Activity — Retype the records exactly.

[Items from a data source]
╔══

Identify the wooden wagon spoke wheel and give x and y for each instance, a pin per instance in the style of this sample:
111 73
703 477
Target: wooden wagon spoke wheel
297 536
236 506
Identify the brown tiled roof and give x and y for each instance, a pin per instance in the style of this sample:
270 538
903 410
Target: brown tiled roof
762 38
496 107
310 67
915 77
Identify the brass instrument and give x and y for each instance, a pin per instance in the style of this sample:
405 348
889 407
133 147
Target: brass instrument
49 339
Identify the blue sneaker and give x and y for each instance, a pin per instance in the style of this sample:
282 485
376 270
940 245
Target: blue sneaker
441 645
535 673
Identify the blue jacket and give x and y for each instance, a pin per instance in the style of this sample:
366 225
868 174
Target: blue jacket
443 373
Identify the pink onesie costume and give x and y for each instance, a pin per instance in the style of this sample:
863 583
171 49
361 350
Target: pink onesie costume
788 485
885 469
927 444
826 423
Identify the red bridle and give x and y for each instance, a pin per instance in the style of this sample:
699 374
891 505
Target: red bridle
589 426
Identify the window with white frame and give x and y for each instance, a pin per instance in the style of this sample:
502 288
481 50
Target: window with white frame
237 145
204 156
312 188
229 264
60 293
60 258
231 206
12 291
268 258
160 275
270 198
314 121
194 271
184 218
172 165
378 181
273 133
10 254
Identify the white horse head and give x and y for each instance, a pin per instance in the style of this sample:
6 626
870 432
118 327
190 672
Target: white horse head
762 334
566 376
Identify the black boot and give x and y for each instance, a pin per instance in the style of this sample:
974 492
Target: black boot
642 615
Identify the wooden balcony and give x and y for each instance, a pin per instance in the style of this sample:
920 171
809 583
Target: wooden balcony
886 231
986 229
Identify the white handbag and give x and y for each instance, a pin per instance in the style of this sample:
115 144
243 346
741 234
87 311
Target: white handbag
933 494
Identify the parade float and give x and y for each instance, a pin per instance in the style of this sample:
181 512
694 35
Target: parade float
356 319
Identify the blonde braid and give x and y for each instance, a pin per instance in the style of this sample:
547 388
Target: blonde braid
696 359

╚══

Exercise answer —
Identify the wooden wagon spoke wheel and give x and y for each instance, a pin per instance in the style of this sample:
111 73
703 477
Target: wooden wagon spoke wheel
297 536
236 506
Identify the brown tiled roof and give x and y for each instance, a pin per instance in the style of this sample:
270 538
903 410
Target: brown tiled roof
762 38
496 107
310 67
915 77
Identify the brass instrument and give x and y for each instance, a pin per instance in the style of this sample:
405 348
889 407
133 147
Target: brass instrument
49 339
Identify the blue sneaker and give x and y for each instance, a pin per instance in the style of this sample:
282 485
376 270
940 245
Target: blue sneaker
441 645
535 673
Identify the blue jacket and give x and y for each instance, a pin per instance in the style of this sample:
366 225
868 174
Target: blue jacket
443 373
Identify the pink onesie costume and give x and y for each instance, a pin per instance in the style of this sample:
863 583
171 49
361 350
Target: pink onesie costume
788 485
885 469
927 444
826 423
Identify the red bridle and give x and y for each instance, a pin per instance in the style of this sample:
699 374
891 505
Target: red bridle
589 426
Identify the window with white frame and give x and y for each instance, a pin per instance in the style of this sample:
502 288
481 50
Target: window with white frame
237 145
204 156
312 188
229 264
60 293
60 258
231 206
12 291
268 258
160 275
270 198
314 121
194 271
184 218
172 165
378 181
273 133
10 254
Identify the white horse head and give x and y for each instance, a pin per instance in the style of this sample:
6 626
870 432
118 327
190 672
Target: white horse head
762 334
566 376
Identify the black boot and give x and y for each instance, a pin per instance in the style of this sample:
974 492
Target: black boot
642 615
Identify the wooden balcony and give x and y for each instance, a pin per instance in the style of this sample:
920 171
809 583
Target: wooden balcony
886 231
986 229
Identify the white handbag and give x and y for each instance, a pin per instance in the style of this sample:
115 144
243 346
741 234
87 311
Target: white handbag
933 494
Identify the parade float and give x and y for each instance, a pin per instance in the style of this sample:
181 512
694 35
Target: parade float
356 319
Identify the blonde braid and give x and y for each instance, a pin per instance in the style of this sample:
547 388
Target: blonde braid
696 359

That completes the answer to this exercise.